## PROBLEM DETAILS
Rewrite everything from the line containing "Where can you find the white ceiling?" down to the line containing "point(555, 314)", changing "light colored carpet" to "beige carpet" and keeping all else the same.
━━ DATASET ROWS
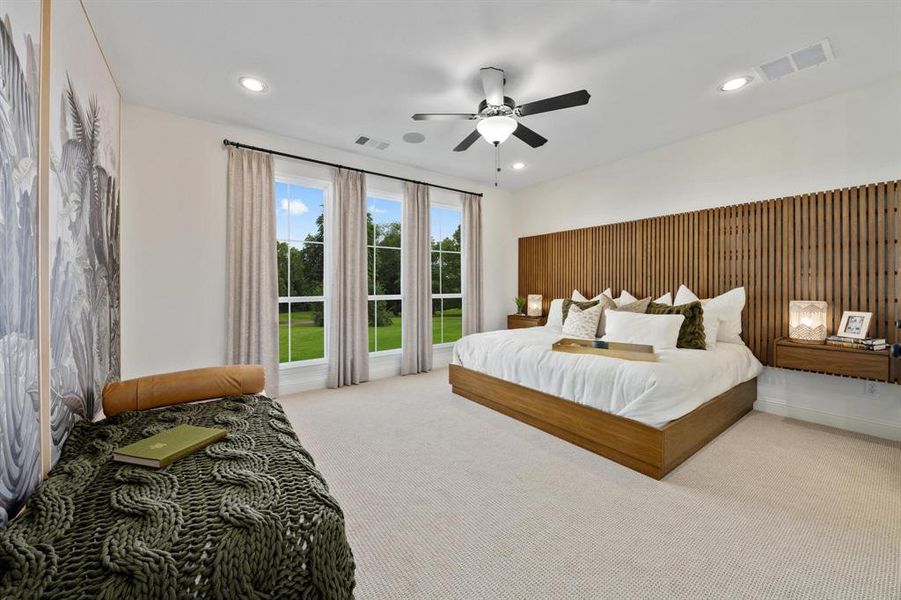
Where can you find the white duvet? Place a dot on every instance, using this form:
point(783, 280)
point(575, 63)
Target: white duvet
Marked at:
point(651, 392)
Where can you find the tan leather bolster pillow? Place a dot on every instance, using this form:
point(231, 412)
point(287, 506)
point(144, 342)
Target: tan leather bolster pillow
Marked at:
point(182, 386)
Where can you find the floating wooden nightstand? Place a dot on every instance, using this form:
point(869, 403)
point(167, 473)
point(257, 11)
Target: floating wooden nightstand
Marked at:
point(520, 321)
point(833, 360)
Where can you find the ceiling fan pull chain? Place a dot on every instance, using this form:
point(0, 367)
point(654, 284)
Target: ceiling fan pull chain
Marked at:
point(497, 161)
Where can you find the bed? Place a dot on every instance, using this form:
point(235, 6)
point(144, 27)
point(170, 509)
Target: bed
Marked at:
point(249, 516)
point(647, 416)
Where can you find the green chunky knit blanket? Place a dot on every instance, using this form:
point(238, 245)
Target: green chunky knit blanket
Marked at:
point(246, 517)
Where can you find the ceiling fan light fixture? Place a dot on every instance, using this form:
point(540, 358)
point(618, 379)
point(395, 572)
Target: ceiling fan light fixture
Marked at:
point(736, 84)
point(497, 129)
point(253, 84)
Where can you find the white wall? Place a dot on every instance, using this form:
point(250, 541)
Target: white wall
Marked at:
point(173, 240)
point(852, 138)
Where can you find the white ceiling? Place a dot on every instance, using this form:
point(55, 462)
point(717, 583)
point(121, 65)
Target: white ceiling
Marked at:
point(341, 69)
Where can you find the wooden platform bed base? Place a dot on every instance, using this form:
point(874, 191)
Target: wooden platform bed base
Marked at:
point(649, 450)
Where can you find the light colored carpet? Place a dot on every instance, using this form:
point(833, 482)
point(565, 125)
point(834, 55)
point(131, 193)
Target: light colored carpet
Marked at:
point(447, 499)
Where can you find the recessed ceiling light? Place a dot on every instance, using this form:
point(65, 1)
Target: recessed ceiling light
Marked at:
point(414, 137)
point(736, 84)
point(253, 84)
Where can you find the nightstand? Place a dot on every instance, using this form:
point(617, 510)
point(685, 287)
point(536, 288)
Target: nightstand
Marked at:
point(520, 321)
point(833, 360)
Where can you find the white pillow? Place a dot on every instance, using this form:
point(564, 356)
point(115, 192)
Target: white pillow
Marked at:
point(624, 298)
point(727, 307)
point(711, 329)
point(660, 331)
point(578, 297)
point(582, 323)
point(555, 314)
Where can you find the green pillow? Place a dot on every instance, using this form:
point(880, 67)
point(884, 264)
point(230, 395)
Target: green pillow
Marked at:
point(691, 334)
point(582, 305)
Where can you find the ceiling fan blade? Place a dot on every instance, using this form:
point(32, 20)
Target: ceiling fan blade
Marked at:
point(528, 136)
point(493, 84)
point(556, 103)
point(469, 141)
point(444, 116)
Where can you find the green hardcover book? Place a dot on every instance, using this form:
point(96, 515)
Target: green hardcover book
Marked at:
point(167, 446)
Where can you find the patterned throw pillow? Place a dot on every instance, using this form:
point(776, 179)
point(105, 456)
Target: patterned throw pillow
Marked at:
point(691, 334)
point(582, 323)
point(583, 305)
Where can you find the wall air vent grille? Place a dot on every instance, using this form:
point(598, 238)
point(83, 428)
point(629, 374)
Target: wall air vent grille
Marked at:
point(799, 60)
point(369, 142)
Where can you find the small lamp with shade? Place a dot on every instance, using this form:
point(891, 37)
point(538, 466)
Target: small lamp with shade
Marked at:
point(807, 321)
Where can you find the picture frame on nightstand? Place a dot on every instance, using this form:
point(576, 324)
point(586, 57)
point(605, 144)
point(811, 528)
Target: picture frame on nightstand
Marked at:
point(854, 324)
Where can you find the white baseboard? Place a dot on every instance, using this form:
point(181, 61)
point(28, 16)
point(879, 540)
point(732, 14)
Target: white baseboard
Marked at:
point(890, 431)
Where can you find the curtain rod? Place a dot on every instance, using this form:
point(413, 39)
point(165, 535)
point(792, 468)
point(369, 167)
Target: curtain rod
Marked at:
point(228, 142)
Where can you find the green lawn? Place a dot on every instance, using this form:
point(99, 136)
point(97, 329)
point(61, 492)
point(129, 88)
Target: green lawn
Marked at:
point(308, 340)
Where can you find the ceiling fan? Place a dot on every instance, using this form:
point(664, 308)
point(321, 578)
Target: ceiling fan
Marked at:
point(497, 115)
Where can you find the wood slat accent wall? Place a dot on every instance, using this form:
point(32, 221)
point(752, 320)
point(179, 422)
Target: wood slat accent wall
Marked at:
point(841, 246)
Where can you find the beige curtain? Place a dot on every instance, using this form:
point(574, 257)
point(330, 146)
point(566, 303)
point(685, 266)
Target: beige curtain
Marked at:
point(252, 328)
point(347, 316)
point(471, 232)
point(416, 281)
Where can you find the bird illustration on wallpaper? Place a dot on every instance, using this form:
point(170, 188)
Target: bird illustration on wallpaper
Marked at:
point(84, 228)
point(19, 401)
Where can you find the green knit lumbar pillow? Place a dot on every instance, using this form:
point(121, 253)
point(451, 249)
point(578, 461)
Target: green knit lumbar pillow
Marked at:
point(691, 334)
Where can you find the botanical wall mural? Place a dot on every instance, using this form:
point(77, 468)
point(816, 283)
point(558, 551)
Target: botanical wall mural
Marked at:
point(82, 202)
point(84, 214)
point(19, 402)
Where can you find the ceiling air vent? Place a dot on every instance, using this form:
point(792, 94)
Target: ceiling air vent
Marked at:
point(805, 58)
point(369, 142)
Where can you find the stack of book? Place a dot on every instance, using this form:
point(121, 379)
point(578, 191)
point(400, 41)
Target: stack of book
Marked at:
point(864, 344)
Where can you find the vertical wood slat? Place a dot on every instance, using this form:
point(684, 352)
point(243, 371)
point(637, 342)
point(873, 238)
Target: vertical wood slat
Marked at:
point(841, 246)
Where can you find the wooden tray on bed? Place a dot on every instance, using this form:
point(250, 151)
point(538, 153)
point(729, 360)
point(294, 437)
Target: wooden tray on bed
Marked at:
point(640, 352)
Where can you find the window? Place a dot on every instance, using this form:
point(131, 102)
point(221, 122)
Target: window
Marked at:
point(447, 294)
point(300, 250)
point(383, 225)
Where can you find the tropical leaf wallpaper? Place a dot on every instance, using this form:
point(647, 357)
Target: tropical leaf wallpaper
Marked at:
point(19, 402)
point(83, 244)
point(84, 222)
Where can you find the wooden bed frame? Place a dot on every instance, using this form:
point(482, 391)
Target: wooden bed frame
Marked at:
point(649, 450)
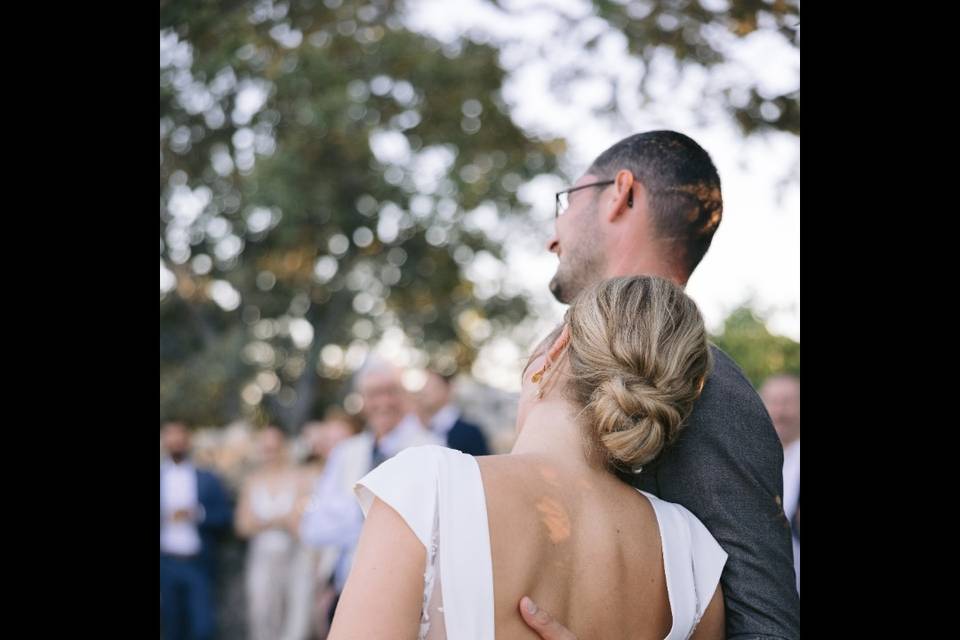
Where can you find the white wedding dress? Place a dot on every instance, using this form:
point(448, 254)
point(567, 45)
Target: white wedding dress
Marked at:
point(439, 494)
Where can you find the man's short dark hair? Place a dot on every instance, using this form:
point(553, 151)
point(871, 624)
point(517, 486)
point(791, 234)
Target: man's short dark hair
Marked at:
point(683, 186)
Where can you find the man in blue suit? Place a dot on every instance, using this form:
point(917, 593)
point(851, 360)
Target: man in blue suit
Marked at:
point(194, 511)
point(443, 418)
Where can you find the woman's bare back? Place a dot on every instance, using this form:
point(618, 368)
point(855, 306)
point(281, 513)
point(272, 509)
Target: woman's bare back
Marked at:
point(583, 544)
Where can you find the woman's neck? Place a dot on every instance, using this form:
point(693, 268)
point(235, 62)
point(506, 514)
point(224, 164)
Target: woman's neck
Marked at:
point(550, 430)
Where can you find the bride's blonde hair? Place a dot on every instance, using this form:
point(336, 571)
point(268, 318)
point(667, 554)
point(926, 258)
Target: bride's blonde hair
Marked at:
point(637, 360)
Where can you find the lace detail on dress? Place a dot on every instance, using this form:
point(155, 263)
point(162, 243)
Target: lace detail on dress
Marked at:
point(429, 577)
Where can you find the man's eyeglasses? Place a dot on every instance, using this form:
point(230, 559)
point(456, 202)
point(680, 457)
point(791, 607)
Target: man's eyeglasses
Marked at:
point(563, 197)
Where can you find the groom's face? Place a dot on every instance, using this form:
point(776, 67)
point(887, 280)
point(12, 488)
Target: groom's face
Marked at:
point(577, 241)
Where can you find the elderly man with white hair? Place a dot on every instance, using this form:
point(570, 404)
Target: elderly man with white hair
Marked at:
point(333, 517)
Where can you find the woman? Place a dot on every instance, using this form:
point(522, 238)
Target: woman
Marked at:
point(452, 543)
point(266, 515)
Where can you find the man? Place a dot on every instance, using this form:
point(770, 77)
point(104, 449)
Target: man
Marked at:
━━━━
## FINISHED TASK
Where can you find the white ceiling? Place a dot on every instance, using this form:
point(55, 462)
point(717, 583)
point(121, 65)
Target: white ceiling
Marked at:
point(341, 69)
Where can you find the wooden platform bed base? Place a dot on every instance, using this form:
point(874, 191)
Target: wooden platform bed base
Marked at:
point(649, 450)
Where can you find the beige carpet? Place a dot on every instance, using this form:
point(833, 482)
point(565, 125)
point(834, 55)
point(131, 193)
Target: beige carpet
Marked at:
point(447, 499)
Where can you find the recessed ceiling light? Place a dot on every instance, using this form:
point(65, 1)
Target: recessed ceiling light
Marked at:
point(414, 137)
point(736, 84)
point(253, 84)
Where can you find the nightstand? Place a dot on every instance, using this form:
point(617, 510)
point(685, 287)
point(536, 288)
Target: nightstand
Marked at:
point(520, 321)
point(833, 360)
Where can you find the white pillow? Place a dot on every instance, using this form:
point(564, 356)
point(115, 192)
Target: white pillow
Marked at:
point(624, 298)
point(727, 307)
point(711, 329)
point(660, 331)
point(578, 297)
point(582, 323)
point(555, 314)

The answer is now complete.